__About this task__:
Which lines below contain the word "pickup"? Copy each one.

__Available records__:
((

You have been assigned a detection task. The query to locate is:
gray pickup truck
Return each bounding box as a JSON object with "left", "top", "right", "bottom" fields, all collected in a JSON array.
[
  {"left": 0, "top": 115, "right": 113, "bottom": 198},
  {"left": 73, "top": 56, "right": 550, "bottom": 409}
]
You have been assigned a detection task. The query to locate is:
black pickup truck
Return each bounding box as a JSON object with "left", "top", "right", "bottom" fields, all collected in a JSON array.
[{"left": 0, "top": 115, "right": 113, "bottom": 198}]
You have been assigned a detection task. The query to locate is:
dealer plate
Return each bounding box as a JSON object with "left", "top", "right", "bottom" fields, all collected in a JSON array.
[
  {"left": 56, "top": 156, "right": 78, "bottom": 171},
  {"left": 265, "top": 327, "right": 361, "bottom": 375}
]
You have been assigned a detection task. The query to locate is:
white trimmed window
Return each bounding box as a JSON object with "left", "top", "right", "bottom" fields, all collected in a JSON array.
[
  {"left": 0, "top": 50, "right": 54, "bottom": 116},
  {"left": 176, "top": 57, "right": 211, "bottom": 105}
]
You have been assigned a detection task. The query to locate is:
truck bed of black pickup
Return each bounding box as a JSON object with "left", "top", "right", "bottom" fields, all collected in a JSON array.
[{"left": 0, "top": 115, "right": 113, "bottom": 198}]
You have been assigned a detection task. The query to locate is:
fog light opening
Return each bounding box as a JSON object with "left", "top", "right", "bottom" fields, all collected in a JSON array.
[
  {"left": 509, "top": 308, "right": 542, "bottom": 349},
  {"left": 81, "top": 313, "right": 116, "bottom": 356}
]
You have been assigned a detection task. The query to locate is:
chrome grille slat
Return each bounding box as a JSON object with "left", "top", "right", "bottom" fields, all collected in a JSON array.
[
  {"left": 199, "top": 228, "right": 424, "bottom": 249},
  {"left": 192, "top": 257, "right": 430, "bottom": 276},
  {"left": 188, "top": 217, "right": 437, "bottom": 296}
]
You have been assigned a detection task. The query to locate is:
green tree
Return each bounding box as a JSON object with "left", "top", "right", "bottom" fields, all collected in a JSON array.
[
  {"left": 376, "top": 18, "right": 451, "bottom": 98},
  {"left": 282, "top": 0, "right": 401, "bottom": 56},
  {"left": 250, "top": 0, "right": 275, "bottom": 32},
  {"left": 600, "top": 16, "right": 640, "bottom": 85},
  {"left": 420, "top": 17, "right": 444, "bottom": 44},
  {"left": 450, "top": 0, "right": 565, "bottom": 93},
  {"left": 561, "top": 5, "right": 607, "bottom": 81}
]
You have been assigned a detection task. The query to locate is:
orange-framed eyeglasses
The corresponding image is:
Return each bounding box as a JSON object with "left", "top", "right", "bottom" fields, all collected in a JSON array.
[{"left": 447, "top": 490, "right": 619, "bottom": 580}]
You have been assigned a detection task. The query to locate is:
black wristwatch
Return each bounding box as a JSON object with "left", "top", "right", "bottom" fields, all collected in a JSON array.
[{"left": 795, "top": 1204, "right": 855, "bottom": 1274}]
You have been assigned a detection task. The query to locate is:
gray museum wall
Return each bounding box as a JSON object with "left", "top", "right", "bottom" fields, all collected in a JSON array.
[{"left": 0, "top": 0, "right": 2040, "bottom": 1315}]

))

__Solution__:
gray pickup truck
black pickup truck
truck bed of black pickup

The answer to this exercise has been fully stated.